» Task goal: Please arrange every line of the entries below as a Markdown table with the columns Row and Line, numbering each row and leaving out blank lines.
☆ ☆ ☆ ☆ ☆
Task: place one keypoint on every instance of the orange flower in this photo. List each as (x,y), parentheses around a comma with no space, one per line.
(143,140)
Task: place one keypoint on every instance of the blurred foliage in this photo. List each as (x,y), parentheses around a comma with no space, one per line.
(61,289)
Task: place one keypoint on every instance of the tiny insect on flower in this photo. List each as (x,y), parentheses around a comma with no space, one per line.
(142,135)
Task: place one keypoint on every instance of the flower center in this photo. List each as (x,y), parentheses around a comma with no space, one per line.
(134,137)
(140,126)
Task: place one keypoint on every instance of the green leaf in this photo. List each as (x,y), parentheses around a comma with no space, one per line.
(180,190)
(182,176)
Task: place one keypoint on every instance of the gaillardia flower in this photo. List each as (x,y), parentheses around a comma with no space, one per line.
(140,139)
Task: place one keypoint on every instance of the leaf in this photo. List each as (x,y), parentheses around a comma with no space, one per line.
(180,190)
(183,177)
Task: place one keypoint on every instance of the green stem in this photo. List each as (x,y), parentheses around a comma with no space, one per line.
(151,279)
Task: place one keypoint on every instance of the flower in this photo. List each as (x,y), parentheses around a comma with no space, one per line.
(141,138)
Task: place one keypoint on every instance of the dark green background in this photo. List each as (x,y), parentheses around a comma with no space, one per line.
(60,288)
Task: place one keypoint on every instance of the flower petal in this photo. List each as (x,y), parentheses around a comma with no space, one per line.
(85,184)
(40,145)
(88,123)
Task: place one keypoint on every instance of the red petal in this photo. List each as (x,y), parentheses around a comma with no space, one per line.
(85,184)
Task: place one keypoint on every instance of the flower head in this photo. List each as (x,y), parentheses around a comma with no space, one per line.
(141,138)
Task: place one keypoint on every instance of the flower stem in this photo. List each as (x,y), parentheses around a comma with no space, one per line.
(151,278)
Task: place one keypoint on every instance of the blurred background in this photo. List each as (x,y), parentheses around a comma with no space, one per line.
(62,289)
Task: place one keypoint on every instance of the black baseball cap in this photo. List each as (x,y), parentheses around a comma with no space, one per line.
☆ ☆ ☆ ☆ ☆
» Exercise output:
| Row | Line |
|---|---|
| 1 | Task: place one keypoint on every instance of the orange flower in this photo. List each as (x,y), parentheses around a comma with no space, one per line. |
| 2 | (143,140) |
| 3 | Task: place one keypoint on every instance of the blurred foliage in this photo. List each as (x,y), parentheses around a comma with no space, one per line. |
| 4 | (61,289) |
| 5 | Task: place one keypoint on every instance of the tiny insect on flower in this photo. List each as (x,y), parentheses around a comma with no space, one per line. |
| 6 | (142,135) |
| 7 | Task: place one keypoint on every instance of the flower center in this photo. List each as (x,y), parentheses around a comma with no space, one per line. |
| 8 | (134,137) |
| 9 | (140,126) |
| 10 | Task: place one keypoint on every instance of the green leaf in this photo. List each as (x,y), parentheses around a comma with no space, one per line. |
| 11 | (180,190) |
| 12 | (182,176) |
| 13 | Task: place one keypoint on every instance of the gaillardia flower in this photo. List each as (x,y), parentheses around a comma with no space, one per line. |
| 14 | (140,139) |
| 15 | Task: place one keypoint on every instance of the leaf in this photo. List each as (x,y), parentheses around a comma with no space, one per line. |
| 16 | (180,190) |
| 17 | (183,177) |
| 18 | Task: place one keypoint on every instance of the green stem in this photo. List each as (x,y), parentheses around a comma with no space, one per line. |
| 19 | (151,279) |
| 20 | Task: place one keypoint on every instance of the flower in this photo. List each as (x,y), parentheses around a comma with no space, one per line. |
| 21 | (141,138) |
| 22 | Task: place one keypoint on every instance of the dark green background in this photo. List each as (x,y), parentheses around a comma with no space, one per line. |
| 23 | (60,288) |
| 24 | Task: place one keypoint on every instance of the flower petal in this photo. List each as (x,y), parentheses around a comma with no space, one per line. |
| 25 | (85,184) |
| 26 | (40,145) |
| 27 | (88,123) |
| 28 | Task: place one keypoint on every instance of the red petal in this photo. List each as (x,y), parentheses around a comma with no space, one per line. |
| 29 | (85,184) |
| 30 | Task: place one keypoint on every instance of the flower head in this photo. List each as (x,y), parentheses around a comma with no space, one per line. |
| 31 | (141,138) |
| 32 | Task: place one keypoint on every instance of the flower stem in this photo. List each as (x,y), parentheses around a comma with no space, one per line. |
| 33 | (151,278) |
| 34 | Task: place one keypoint on every instance of the blurred background in this photo. List each as (x,y), parentheses around a comma with no space, one per line. |
| 35 | (62,289) |
| 36 | Task: place one keypoint on every instance of the black baseball cap in this photo. List each as (x,y), parentheses around a comma with no space, one per line. |